Assignment: Repeat the data verbatim.

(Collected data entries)

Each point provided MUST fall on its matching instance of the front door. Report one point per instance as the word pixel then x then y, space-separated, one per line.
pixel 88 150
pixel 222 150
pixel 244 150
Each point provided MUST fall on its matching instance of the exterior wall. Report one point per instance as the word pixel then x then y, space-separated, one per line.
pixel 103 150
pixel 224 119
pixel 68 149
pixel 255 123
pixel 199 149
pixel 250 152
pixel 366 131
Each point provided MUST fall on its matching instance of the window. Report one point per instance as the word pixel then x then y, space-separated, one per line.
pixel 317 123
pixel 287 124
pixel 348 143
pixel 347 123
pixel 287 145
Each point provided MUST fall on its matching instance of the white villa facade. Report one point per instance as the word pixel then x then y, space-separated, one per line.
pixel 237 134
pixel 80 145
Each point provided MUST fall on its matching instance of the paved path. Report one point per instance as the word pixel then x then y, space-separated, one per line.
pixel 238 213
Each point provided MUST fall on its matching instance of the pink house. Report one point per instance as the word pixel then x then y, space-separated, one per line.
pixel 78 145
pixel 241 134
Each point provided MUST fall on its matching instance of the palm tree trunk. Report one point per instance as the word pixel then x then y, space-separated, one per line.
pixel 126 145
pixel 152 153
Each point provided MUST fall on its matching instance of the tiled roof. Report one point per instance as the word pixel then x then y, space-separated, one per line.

Answer to this problem:
Each point provided MUST fall on its matching instance of the front door. Report one point per instance as the word pixel then x then y, space-separated, one per line.
pixel 88 150
pixel 222 150
pixel 244 150
Each point provided MUST fall on its matching instance of the exterior wall. Report one point per instance as the word pixel then x then y, space-separated, one per line.
pixel 103 150
pixel 224 119
pixel 68 149
pixel 255 123
pixel 199 149
pixel 250 152
pixel 366 131
Each point provided MUST fall on its matching instance of the window. Report one point per instance as the word pixel then x then y, space-separated, one per line.
pixel 317 123
pixel 287 124
pixel 348 143
pixel 347 123
pixel 287 145
Each point provided MUST fall on its matching instance of the white villa facade. Report one point per instance as the word pixel then x then y, space-separated, one per line.
pixel 237 134
pixel 80 145
Each point provided MUST fall on its matching instance of the paved path. Report one point per instance as the word pixel then x then y, space-separated, one per line.
pixel 238 213
Each point provided MUST fall on its matching instance of the pink house. Report one point per instance as the word pixel then x then y, space-separated, one per line.
pixel 78 145
pixel 241 134
Each point provided MUST fall on its matching instance of the palm tree trunk. Report one point per instance as the word pixel then x then y, space-separated, one per line.
pixel 126 145
pixel 152 153
Each point provided MUST fall on its matching instance of the tiled roof. Report one point per instance as the word pixel then x then y, space-separated, one per line.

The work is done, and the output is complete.